■ **Referring expression grounding data**:
------------------------------------------------------------

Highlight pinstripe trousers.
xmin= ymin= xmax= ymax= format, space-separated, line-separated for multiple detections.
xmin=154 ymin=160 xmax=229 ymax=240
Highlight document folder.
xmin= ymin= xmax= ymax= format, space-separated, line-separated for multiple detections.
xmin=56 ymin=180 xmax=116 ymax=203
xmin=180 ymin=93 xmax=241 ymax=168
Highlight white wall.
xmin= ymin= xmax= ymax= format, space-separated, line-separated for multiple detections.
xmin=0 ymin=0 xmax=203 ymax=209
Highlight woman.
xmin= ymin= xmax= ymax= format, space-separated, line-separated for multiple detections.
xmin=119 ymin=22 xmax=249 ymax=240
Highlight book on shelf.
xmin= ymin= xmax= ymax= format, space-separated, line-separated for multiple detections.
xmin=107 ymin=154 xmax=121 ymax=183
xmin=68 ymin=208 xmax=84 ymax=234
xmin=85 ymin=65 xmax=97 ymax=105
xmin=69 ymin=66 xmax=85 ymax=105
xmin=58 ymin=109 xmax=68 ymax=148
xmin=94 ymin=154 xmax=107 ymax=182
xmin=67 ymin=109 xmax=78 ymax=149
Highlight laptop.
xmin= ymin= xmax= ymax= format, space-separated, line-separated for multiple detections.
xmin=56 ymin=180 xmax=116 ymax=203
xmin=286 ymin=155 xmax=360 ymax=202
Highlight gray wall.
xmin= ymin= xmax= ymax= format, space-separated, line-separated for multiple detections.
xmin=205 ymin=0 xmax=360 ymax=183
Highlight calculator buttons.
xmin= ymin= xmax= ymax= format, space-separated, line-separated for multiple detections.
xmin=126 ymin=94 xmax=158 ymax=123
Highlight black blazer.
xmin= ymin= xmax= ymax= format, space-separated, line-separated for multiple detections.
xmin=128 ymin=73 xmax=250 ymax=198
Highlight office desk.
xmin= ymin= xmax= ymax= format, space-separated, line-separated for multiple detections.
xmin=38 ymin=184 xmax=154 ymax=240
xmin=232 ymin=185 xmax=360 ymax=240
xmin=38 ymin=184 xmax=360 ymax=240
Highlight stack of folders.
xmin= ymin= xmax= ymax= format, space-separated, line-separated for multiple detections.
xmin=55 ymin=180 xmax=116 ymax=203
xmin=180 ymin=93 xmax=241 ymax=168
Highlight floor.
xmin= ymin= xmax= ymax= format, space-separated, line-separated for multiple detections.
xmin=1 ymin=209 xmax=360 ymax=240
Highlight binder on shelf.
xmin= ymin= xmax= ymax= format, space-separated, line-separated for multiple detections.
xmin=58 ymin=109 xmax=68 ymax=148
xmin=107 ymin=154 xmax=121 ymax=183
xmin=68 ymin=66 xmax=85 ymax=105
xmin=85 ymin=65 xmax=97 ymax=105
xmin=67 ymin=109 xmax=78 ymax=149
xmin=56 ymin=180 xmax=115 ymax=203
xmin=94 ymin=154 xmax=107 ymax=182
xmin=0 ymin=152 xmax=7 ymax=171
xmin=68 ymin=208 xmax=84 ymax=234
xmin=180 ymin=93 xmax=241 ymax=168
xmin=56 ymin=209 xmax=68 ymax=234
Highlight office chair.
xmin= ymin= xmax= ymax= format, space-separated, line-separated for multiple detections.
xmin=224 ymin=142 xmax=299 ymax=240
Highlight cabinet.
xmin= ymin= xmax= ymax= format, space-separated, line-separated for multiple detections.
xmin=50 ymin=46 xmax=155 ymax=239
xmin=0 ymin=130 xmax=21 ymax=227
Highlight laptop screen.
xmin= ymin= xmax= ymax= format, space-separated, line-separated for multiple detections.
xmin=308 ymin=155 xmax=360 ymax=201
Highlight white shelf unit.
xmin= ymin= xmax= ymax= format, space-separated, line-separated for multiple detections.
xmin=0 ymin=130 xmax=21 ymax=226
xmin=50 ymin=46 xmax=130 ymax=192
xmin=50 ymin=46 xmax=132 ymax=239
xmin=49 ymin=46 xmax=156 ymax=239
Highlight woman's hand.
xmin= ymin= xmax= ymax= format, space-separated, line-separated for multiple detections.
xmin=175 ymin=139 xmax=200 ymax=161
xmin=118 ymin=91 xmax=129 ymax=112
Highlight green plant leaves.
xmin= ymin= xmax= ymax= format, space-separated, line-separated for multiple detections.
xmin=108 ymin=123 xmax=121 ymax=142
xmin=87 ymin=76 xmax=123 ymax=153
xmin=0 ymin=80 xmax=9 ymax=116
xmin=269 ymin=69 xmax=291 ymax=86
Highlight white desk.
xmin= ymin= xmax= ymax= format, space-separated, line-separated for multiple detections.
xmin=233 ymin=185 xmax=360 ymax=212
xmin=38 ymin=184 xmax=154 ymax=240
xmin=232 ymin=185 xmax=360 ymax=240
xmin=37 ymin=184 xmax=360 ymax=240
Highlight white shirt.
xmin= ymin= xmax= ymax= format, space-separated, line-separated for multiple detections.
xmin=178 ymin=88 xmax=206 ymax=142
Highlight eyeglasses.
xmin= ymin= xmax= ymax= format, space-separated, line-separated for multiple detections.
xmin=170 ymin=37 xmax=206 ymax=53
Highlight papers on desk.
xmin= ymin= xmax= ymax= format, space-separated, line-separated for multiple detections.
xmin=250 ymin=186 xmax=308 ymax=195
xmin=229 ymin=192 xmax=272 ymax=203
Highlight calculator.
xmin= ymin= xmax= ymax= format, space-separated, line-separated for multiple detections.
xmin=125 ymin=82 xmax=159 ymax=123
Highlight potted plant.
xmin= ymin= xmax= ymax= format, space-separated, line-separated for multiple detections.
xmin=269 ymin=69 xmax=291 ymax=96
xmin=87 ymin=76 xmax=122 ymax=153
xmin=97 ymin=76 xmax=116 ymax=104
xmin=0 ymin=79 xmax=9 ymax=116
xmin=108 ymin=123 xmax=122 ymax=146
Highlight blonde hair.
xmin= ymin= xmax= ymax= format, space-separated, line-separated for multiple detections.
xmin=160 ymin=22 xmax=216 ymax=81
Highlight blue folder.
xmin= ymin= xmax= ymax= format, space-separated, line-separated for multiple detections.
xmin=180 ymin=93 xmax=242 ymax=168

------------------------------------------------------------

■ **Required action**:
Your task is to retype all of the records exactly.

■ **Response area**:
Highlight pinstripe trousers.
xmin= ymin= xmax= ymax= format, space-separated, line-separated for multiple detections.
xmin=154 ymin=160 xmax=229 ymax=240
Highlight document folder.
xmin= ymin= xmax= ymax= format, space-separated, line-separated for multiple detections.
xmin=56 ymin=180 xmax=116 ymax=203
xmin=180 ymin=93 xmax=241 ymax=168
Highlight white wall.
xmin= ymin= xmax= ymax= format, space-separated, line-separated for multiple detections.
xmin=0 ymin=0 xmax=203 ymax=209
Highlight woman.
xmin= ymin= xmax= ymax= format, space-separated, line-separated for multiple detections.
xmin=119 ymin=22 xmax=249 ymax=240
Highlight book on shelf.
xmin= ymin= xmax= ymax= format, space-separated, line-separated for multiple detections.
xmin=107 ymin=154 xmax=121 ymax=183
xmin=68 ymin=208 xmax=84 ymax=234
xmin=85 ymin=65 xmax=97 ymax=105
xmin=69 ymin=66 xmax=85 ymax=105
xmin=58 ymin=109 xmax=68 ymax=148
xmin=94 ymin=154 xmax=107 ymax=182
xmin=67 ymin=109 xmax=78 ymax=149
Highlight laptop.
xmin= ymin= xmax= ymax= format, space-separated, line-separated for multiple detections.
xmin=56 ymin=180 xmax=116 ymax=203
xmin=286 ymin=155 xmax=360 ymax=202
Highlight gray wall.
xmin= ymin= xmax= ymax= format, space-separated, line-separated for multiple detections.
xmin=205 ymin=0 xmax=360 ymax=183
Highlight calculator buttons.
xmin= ymin= xmax= ymax= format, space-separated, line-separated for multiple detections.
xmin=126 ymin=94 xmax=158 ymax=123
Highlight black blazer.
xmin= ymin= xmax= ymax= format, space-separated, line-separated for multiple detections.
xmin=128 ymin=73 xmax=250 ymax=198
Highlight office desk.
xmin= ymin= xmax= ymax= format, space-separated, line-separated for multiple detections.
xmin=38 ymin=184 xmax=154 ymax=240
xmin=232 ymin=185 xmax=360 ymax=240
xmin=38 ymin=184 xmax=360 ymax=240
Highlight stack of folders.
xmin= ymin= xmax= ymax= format, space-separated, line-separated for multiple detections.
xmin=55 ymin=180 xmax=116 ymax=203
xmin=180 ymin=93 xmax=241 ymax=168
Highlight floor.
xmin= ymin= xmax= ymax= format, space-separated, line-separated for multiple detections.
xmin=1 ymin=209 xmax=360 ymax=240
Highlight binder on shelf.
xmin= ymin= xmax= ymax= format, space-separated, line-separated for multiple detections.
xmin=58 ymin=109 xmax=68 ymax=148
xmin=107 ymin=154 xmax=121 ymax=183
xmin=68 ymin=66 xmax=85 ymax=105
xmin=85 ymin=65 xmax=97 ymax=105
xmin=67 ymin=109 xmax=78 ymax=149
xmin=56 ymin=180 xmax=115 ymax=203
xmin=94 ymin=154 xmax=107 ymax=182
xmin=0 ymin=152 xmax=7 ymax=171
xmin=68 ymin=208 xmax=84 ymax=234
xmin=180 ymin=93 xmax=241 ymax=168
xmin=56 ymin=209 xmax=68 ymax=234
Highlight office chair.
xmin= ymin= xmax= ymax= format, space-separated, line-separated for multiple detections.
xmin=224 ymin=142 xmax=299 ymax=240
Highlight cabinet.
xmin= ymin= xmax= ymax= format, space-separated, line-separated for multiple detections.
xmin=50 ymin=46 xmax=155 ymax=239
xmin=0 ymin=130 xmax=21 ymax=227
Highlight laptop screen.
xmin= ymin= xmax= ymax= format, space-separated, line-separated for multiple detections.
xmin=308 ymin=155 xmax=360 ymax=201
Highlight white shelf unit.
xmin= ymin= xmax= ymax= format, space-separated, line-separated for multiple detections.
xmin=0 ymin=130 xmax=21 ymax=226
xmin=50 ymin=46 xmax=130 ymax=192
xmin=50 ymin=46 xmax=132 ymax=239
xmin=49 ymin=46 xmax=156 ymax=239
Highlight woman's hand.
xmin= ymin= xmax= ymax= format, space-separated, line-separated for multiple detections.
xmin=175 ymin=139 xmax=200 ymax=161
xmin=118 ymin=91 xmax=129 ymax=112
Highlight green plant leaves.
xmin= ymin= xmax= ymax= format, space-separated, line-separated for multiple detections.
xmin=108 ymin=123 xmax=121 ymax=142
xmin=87 ymin=76 xmax=123 ymax=153
xmin=0 ymin=80 xmax=9 ymax=116
xmin=269 ymin=69 xmax=291 ymax=86
Highlight white desk.
xmin= ymin= xmax= ymax= format, space-separated, line-separated for multiple detections.
xmin=233 ymin=185 xmax=360 ymax=212
xmin=38 ymin=184 xmax=154 ymax=240
xmin=232 ymin=185 xmax=360 ymax=240
xmin=37 ymin=184 xmax=360 ymax=240
Highlight white shirt.
xmin= ymin= xmax= ymax= format, space-separated, line-separated for multiple detections.
xmin=178 ymin=88 xmax=206 ymax=142
Highlight eyeglasses.
xmin= ymin= xmax= ymax= format, space-separated, line-separated for multiple detections.
xmin=170 ymin=37 xmax=206 ymax=53
Highlight papers on desk.
xmin= ymin= xmax= ymax= format, space-separated, line-separated for multiple detections.
xmin=250 ymin=186 xmax=308 ymax=195
xmin=229 ymin=192 xmax=272 ymax=203
Highlight calculator.
xmin= ymin= xmax= ymax= format, space-separated, line-separated for multiple detections.
xmin=125 ymin=82 xmax=159 ymax=123
Highlight potted plant.
xmin= ymin= xmax= ymax= format, space-separated, line-separated for multiple detections.
xmin=269 ymin=69 xmax=291 ymax=96
xmin=87 ymin=76 xmax=122 ymax=153
xmin=97 ymin=76 xmax=116 ymax=104
xmin=0 ymin=79 xmax=9 ymax=116
xmin=108 ymin=123 xmax=122 ymax=146
Highlight blonde hair.
xmin= ymin= xmax= ymax= format, space-separated, line-separated for multiple detections.
xmin=160 ymin=22 xmax=216 ymax=81
Highlight blue folder.
xmin= ymin= xmax= ymax= format, space-separated, line-separated for multiple detections.
xmin=180 ymin=93 xmax=242 ymax=168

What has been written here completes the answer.